Exercise: Rewrite the material below, replacing every "one dot" with "a single point" and leaving everything else unchanged.

[Some records]
----------------

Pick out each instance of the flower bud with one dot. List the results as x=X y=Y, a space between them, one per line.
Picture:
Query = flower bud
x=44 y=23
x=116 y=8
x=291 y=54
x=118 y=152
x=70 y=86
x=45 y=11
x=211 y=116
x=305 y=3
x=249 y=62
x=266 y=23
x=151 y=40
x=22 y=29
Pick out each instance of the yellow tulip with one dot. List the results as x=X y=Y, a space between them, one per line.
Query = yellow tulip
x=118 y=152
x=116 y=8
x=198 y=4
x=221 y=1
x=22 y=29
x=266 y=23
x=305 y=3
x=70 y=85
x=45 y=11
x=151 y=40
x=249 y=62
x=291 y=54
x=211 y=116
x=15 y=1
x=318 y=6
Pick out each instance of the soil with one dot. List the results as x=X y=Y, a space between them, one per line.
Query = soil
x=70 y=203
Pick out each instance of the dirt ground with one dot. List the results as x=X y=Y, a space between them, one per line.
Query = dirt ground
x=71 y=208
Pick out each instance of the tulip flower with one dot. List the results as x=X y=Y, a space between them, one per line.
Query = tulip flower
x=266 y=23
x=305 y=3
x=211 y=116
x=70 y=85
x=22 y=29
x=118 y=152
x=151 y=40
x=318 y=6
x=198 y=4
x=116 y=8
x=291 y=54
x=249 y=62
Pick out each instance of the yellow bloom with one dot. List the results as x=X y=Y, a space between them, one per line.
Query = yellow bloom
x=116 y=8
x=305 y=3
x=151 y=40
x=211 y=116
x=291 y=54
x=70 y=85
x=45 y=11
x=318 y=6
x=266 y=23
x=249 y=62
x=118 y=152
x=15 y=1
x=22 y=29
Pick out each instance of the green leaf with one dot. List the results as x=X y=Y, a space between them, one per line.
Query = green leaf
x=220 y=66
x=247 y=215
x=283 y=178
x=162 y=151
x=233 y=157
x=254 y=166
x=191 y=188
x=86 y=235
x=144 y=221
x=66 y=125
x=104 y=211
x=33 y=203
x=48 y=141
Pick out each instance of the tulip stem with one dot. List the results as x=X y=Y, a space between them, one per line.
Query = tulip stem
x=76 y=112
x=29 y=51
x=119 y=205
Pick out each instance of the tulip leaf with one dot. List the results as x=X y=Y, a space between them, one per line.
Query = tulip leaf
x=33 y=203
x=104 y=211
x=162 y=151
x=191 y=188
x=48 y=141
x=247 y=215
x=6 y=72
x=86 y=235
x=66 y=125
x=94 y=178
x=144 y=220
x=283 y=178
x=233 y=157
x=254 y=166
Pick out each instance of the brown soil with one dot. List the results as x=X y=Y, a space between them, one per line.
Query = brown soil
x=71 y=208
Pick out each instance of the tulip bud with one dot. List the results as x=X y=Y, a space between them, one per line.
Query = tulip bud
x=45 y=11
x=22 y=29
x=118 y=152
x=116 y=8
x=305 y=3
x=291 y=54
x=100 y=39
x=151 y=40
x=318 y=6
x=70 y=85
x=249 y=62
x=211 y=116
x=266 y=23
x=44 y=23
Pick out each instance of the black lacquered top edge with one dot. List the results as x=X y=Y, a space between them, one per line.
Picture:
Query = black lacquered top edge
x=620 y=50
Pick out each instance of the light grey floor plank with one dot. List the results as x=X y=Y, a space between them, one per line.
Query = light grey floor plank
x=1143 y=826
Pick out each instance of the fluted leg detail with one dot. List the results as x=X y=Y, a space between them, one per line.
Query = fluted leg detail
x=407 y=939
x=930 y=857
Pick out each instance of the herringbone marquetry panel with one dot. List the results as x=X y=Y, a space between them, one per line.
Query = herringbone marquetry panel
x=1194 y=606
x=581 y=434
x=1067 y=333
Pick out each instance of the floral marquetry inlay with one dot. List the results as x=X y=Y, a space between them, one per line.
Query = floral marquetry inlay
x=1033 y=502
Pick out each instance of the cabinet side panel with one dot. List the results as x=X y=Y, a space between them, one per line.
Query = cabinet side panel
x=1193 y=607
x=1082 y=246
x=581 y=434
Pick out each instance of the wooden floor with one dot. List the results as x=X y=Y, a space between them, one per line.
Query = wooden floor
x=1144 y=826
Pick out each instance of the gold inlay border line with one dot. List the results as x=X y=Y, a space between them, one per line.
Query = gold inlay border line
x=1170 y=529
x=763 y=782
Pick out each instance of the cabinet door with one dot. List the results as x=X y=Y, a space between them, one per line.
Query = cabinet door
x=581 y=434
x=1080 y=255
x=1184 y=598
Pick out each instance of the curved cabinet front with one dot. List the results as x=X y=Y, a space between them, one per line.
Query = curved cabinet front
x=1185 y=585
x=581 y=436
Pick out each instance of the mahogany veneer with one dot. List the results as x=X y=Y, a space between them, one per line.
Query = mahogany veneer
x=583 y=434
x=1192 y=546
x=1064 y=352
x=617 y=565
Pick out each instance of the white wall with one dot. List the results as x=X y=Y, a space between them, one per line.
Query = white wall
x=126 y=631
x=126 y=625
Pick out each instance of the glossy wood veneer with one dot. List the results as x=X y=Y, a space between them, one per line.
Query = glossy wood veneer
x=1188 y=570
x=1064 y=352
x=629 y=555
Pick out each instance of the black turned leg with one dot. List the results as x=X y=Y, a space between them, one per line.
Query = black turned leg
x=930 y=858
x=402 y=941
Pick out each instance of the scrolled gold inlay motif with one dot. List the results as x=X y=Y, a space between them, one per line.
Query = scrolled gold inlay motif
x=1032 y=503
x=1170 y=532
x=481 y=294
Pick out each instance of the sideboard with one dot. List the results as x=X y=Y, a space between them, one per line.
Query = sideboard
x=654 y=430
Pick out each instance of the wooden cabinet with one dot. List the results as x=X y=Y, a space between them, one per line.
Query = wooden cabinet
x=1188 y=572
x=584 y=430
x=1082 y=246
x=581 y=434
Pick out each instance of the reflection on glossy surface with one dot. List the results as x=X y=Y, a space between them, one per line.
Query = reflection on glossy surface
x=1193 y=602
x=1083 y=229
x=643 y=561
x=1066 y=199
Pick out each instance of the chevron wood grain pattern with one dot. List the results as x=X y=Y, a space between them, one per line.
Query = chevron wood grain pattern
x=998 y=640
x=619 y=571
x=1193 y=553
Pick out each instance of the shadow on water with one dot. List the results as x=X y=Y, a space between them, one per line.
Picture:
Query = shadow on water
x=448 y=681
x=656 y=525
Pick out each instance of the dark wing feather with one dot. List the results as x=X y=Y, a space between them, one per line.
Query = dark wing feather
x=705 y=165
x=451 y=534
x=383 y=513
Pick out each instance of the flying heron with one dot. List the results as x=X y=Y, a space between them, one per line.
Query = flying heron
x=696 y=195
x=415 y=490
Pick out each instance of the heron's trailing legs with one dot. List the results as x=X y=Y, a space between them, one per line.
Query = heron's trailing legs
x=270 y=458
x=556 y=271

----------------

Expected answer:
Pick out each instance of the flower bud with a single point. List the results as x=X y=Y, a space between them, one per line.
Picture:
Query = flower bud
x=44 y=23
x=116 y=8
x=291 y=54
x=118 y=152
x=70 y=86
x=45 y=11
x=211 y=116
x=305 y=3
x=249 y=62
x=266 y=23
x=151 y=40
x=22 y=29
Pick out each instance of the yellow tulip with a single point. List the results as x=X y=Y, a space between them, one per line.
Query = yellow tulip
x=118 y=152
x=116 y=8
x=198 y=4
x=221 y=1
x=22 y=29
x=266 y=23
x=305 y=3
x=70 y=85
x=45 y=11
x=151 y=40
x=249 y=62
x=291 y=54
x=211 y=116
x=15 y=1
x=318 y=6
Pick out each instance of the soil with a single point. List the results as x=X y=Y, a space between them, one per line.
Query = soil
x=70 y=203
Pick out each instance of the dirt ground with a single point. List the results as x=X y=Y, a space between them, one per line.
Query = dirt ground
x=71 y=208
Pick out each instance of the tulip flower with a single point. List the results as x=X y=Y, a space between them, one per line.
Query = tulip flower
x=266 y=23
x=305 y=3
x=211 y=116
x=70 y=85
x=22 y=29
x=118 y=152
x=151 y=40
x=318 y=6
x=198 y=4
x=116 y=8
x=291 y=54
x=249 y=62
Pick out each instance of the yellow bloom with a single point. List the results as x=X y=Y, a space between them, one per line.
Query = yellow bloom
x=116 y=8
x=305 y=3
x=151 y=40
x=211 y=116
x=291 y=54
x=70 y=85
x=45 y=11
x=318 y=6
x=266 y=23
x=249 y=62
x=118 y=152
x=15 y=1
x=22 y=29
Pick out each instance of the green leaf with a single point. List the results as x=X y=Y, a space between them, one per line.
Query = green leaf
x=220 y=66
x=247 y=215
x=283 y=178
x=162 y=151
x=233 y=157
x=254 y=166
x=191 y=188
x=86 y=235
x=144 y=221
x=66 y=125
x=104 y=211
x=33 y=203
x=48 y=141
Pick out each instance of the tulip stem with a single point. List the results as x=X y=Y, a space between them, one per line.
Query = tulip stem
x=76 y=112
x=29 y=51
x=119 y=205
Pick out each instance of the tulip leaf with a single point. List the results as x=X y=Y, a space between them, one per line.
Query = tulip leaf
x=33 y=203
x=104 y=211
x=162 y=151
x=191 y=188
x=48 y=141
x=247 y=215
x=6 y=72
x=86 y=235
x=66 y=125
x=94 y=178
x=144 y=220
x=283 y=178
x=233 y=157
x=254 y=166
Pick out each instance of the brown soil with a single point. List the results as x=X y=Y, a space between them, one per line.
Query = brown soil
x=71 y=208
Pick out each instance of the tulip bud with a single point. List the results as x=X y=Y, a space between them, one per line.
Query = tulip bud
x=45 y=11
x=22 y=29
x=118 y=152
x=116 y=8
x=305 y=3
x=291 y=54
x=100 y=39
x=151 y=40
x=318 y=6
x=70 y=85
x=249 y=62
x=211 y=116
x=266 y=23
x=44 y=23
Pick out each instance of the black lacquered top edge with a single point. List the results as x=X y=Y, a space between them, one per line.
Picture:
Query = black lacquered top edge
x=620 y=50
Pick out each instance of the light grey floor plank with a single point. List the results as x=X y=Y, a space between them, one per line.
Query = light grey floor plank
x=1143 y=826
Pick out each instance of the fluted leg detail with a single point. List the results as x=X y=Y, a space between them, one per line.
Query = fluted leg detail
x=407 y=939
x=930 y=857
Pick out each instance of the herringbone marquetry panel with a single point. List the results as x=X y=Y, a space between them, one per line.
Query = herringbone marquetry panel
x=1194 y=606
x=581 y=434
x=1067 y=333
Pick out each instance of the floral marquetry inlay with a single point. List the results as x=X y=Y, a space between them, one per line.
Query = floral marquetry inlay
x=1033 y=502
Pick out each instance of the cabinet side panel with a single point. List the results as x=X y=Y, a space between them, one per line.
Query = cabinet side panel
x=1193 y=607
x=1082 y=246
x=581 y=434
Pick out each instance of the wooden floor with a single point. List the results as x=X y=Y, a space between them, one per line.
Query = wooden floor
x=1144 y=826
Pick out each instance of the gold inlay border line with a single point. List the results as x=X y=Y, a space between them, one per line.
Query = gold inlay border line
x=1170 y=529
x=763 y=782
Pick out each instance of the cabinet door with a single point. List the results as x=X y=Y, a space between them, one per line.
Query = cabinet door
x=581 y=434
x=1080 y=255
x=1184 y=598
Pick out each instance of the curved cabinet front with a single point. List the results as x=X y=Y, a space between them, one per line.
Query = curved cabinet front
x=1185 y=585
x=581 y=436
Pick out each instance of the mahogany veneer with a single point. List the results as x=X y=Y, a space between them, one per line.
Query = mahogany veneer
x=583 y=434
x=1192 y=546
x=1064 y=352
x=617 y=565
Pick out each instance of the white wall with a single point. List the results as x=X y=Y, a space between them, one per line.
Query = white wall
x=126 y=631
x=126 y=625
Pick out each instance of the glossy wood veneer with a single point. List the results as x=X y=Y, a space between them, one per line.
Query = glossy wood veneer
x=1188 y=570
x=1064 y=352
x=629 y=555
Pick out each instance of the black turned leg with a single point. List the results as x=X y=Y, a space between them, one per line.
Query = black turned leg
x=930 y=858
x=402 y=941
Pick out each instance of the scrolled gold inlay motif with a single point. List the results as x=X y=Y, a space between them, one per line.
Query = scrolled gold inlay motif
x=1032 y=503
x=1170 y=532
x=481 y=294
Pick out each instance of the sideboard with a single point. List the results as x=X y=Y, a space between them, one per line.
Query = sideboard
x=654 y=430
Pick out each instance of the wooden cabinet with a single point. List the results as x=X y=Y, a space between them, one per line.
Query = wooden cabinet
x=1188 y=572
x=584 y=430
x=1082 y=246
x=581 y=434
Pick out each instance of the reflection on glossy surface with a single point. List the results as x=X y=Y, a space between them, one per line.
Query = reflection on glossy surface
x=1193 y=602
x=1083 y=229
x=643 y=561
x=1066 y=199
Pick out each instance of the chevron wood grain pattern with a single point. List the results as x=X y=Y, a space between them, one per line.
Query = chevron wood grain pattern
x=998 y=640
x=619 y=571
x=1193 y=553
Pick out each instance of the shadow on water with a single point. List the results as x=X y=Y, a space between them, one per line.
Picture:
Query = shadow on water
x=448 y=681
x=656 y=525
Pick out each instance of the dark wing feather with a single point. List the results as x=X y=Y, a space between them, one per line.
Query = dark wing feather
x=705 y=165
x=451 y=534
x=383 y=513
Pick out each instance of the flying heron with a single point. List the results as x=X y=Y, a space between them, one per line.
Query = flying heron
x=696 y=195
x=415 y=490
Pick out each instance of the heron's trailing legs with a single point. List the results as x=X y=Y, a space between them, one per line.
Query = heron's trailing legs
x=270 y=458
x=556 y=271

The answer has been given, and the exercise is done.